**Estratto della pagina**
________
Palazzo Chigi, sede del governo (foto Depositphotos)

di Vincenzo Vitale

A sentire ciò che pensano e ciò che dicono in televisione o che dichiarano ai giornali i principali esponenti politici italiani, c’è da mettersi le mani ai capelli. Nell’ordine…

Carlo Calenda. Un illuso. Ha pensato bene di allearsi con Enrico Letta, ma non con Nicola Fratoianni e la sinistra estrema, perché – così ha dichiarato – porterà alla coalizione i voti degli elettori moderati.

Due osservazioni. La prima. È proprio sicuro Calenda di convincere i suoi elettori a votare per quella coalizione? Avrei molti dubbi in proposito, anche considerando gli ottimi risultati che la sua lista conseguì quando si candidò alle Comunali di Roma da sola, senza alleanze con nessuno. Da solo e soltanto da solo, Calenda toglie voti a tutto il centrodestra – forse anche a Fratelli d’Italia. In coalizione con la sinistra, non solo non li toglie, ma perde anche i propri.

La seconda. Chi crede che Calenda possa allearsi con Letta, senza allearsi con la sinistra estrema?

Nessuno. Non basta infatti impedire che i candidati della sinistra si presentino nei collegi uninominali, perché anche i semplici voti di lista, sia pure indirettamente, vanno a vantaggio di tutte le altre liste collegate, anche di quelle di estrema sinistra. E gli elettori non sono scemi.

Enrico Letta. Un martire, ma non all’altezza della situazione. Schiacciato dai veti incrociati di moderati ed estremisti, non sa a che santo votarsi. Stringe un patto con Calenda e gli altri protestano. Ascolta questi e Calenda protesta. Una cosa è certa: egli non ha una linea propria dal punto di vista strettamente politico. Se l’avesse, sarebbero gli altri a soggiacere ai suoi veti e non lui a quelli degli altri.

Giuseppe Conte. Un disperato. Per prima cosa sa che, correndo da solo, sarà un miracolo se giungerà al 10 per cento, cioè a meno di un terzo dei voti ottenuti dai pentastellati nel 2018. Per seconda cosa, pur avendo la rispettabile età di 57 anni e pur essendo ordinario di diritto privato a Firenze, deve soggiacere ai diktat di Beppe Grillo, un comico. Egli manca completamente della personalità necessaria ad assumere una vera “leadership” politica, che invece sarebbe indispensabile per condurre il suo partito fuori dalle secche in cui pare ormai incagliato. Non riesce a recidere il cordone ombelicale che lo lega a Grillo e che, alla fine, lo strozzerà.

Luigi Di Maio. Un illusionista. Ha fatto una cosa da spregiudicato trapezista politico, una sorta di triplo salto mortale con doppio avvitamento: prima è uscito dal partito pentastellato, ha fondato un nuovo partito e poi si è affrettato a candidarsi nella lista del Partito democratico, mostrando di non credere – lui per primo – alle possibilità elettorali della sua creatura, anche in condominio con Bruno Tabacci. E allora se non ci crede lui, perché ci dovrebbero credere gli elettori? Infatti, non ci crederanno.
________
**Dati forniti**
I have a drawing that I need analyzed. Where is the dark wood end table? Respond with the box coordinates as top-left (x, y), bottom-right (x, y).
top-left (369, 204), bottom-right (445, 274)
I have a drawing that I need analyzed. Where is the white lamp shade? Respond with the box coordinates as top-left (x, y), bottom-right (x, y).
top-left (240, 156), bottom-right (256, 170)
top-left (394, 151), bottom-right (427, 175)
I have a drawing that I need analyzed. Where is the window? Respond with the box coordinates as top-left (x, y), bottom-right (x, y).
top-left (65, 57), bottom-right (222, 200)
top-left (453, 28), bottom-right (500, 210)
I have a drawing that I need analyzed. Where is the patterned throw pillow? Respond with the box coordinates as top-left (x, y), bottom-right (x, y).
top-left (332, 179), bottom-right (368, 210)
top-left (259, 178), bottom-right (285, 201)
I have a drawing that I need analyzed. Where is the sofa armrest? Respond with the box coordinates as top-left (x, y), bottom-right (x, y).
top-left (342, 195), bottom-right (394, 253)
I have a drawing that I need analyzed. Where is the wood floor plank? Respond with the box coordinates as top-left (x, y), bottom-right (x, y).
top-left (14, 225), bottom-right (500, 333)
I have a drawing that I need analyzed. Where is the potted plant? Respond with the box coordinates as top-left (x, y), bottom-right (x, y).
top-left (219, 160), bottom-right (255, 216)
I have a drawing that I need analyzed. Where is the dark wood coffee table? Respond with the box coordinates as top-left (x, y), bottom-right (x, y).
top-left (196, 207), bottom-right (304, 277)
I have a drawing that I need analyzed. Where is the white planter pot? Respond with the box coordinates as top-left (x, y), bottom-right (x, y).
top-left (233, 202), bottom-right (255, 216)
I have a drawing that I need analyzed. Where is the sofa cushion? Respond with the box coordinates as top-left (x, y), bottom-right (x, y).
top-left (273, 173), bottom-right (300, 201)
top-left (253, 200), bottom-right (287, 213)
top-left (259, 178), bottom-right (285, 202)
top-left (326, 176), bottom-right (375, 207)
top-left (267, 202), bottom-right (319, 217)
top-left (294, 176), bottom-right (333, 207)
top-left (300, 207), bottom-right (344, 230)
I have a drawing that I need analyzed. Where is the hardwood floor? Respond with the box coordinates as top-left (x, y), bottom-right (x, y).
________
**Obiettivo**
Prosegua il commento sui politici italiani a partire dal punto in cui si interrompe. Le righe riportate non hanno alcun legame con il commento sui politici italiani.

**Risposta all'esercizio**
Licia Ronzulli. Una sempliciotta. Giorni or sono nel corso di un dibattito televisivo le viene chiesto dove Silvio Berlusconi troverà le coperture necessarie per pagare i mille euro mensili ai pensionati – come egli ha più volte dichiarato. Ebbene, Ronzulli risponde che siccome lei non è un economista non sa cosa dire in proposito, ma che di sicuro Berlusconi saprà cosa fare, per esempio risparmiando sul reddito di cittadinanza. Quesito: come fa una come la Ronzulli a rappresentare Forza Italia, senza saper rispondere a una tale domanda? Mistero. Come fa Berlusconi a permettere che ciò accada? Secondo mistero.

Matteo Salvini. Un pasticcione. Non solo per quello che combinò dimettendosi da ministro nel primo governo Conte. Salvini infatti prima di dimettersi allo scopo di far cadere il governo e – sulla scia dei sondaggi che davano la Lega al 24 per cento – andare subito ad elezioni anticipate, ebbe la geniale idea di chiedere all’allora segretario del Pd Nicola Zingaretti se, caduto il governo, lui si sarebbe mai alleato con i Cinque Stelle e, avuta risposta negativa, si dimise. Solo che il buon Salvini aveva dimenticato che Zingaretti non governava per nulla i gruppi parlamentari del Pd, che invece rispondevano quasi totalmente a Matteo Renzi, il quale aveva piazzato in Parlamento tutti i suoi uomini quando era lui il segretario del Pd. Risultato: Salvini si dimise, il governo cadde e subito se ne fece uno nuovo con il Pd al posto della Lega, il secondo governo Conte, con la benedizione di Renzi. E Salvini rimase col cerino in mano, mentre la Lega sprofondava nei sondaggi. Durante le convulse giornate per la elezione del capo dello Stato, poi, Salvini bruciava un candidato al giorno perché ha il vizio di parlare troppo in pubblico, dicendo cose che si dovrebbero tacere non per convenienza, ma per semplice prudenza. Di questa virtù lui è del tutto sprovvisto. Infatti, adesso grida già che nel nuovo governo vuole il dicastero degli Interni: prima delle elezioni, prima che si formi il governo, prima che si sappia chi Sergio Mattarella incaricherà di formarlo. Insomma, Salvini non è un esempio di saggezza e di tempestività.

Se poi pensiamo che pochi anni fa, intervistati da una televisione privata, politici di rilievo nazionale di tutti i partiti – e dico di tutti i partiti – non seppero indicare i confini della Germania, domanda da seconda media (ci fu anche chi propose come Stato confinante la Norvegia), allora il discorso si chiude qui.

Non occorre altro. E che Dio ci protegga.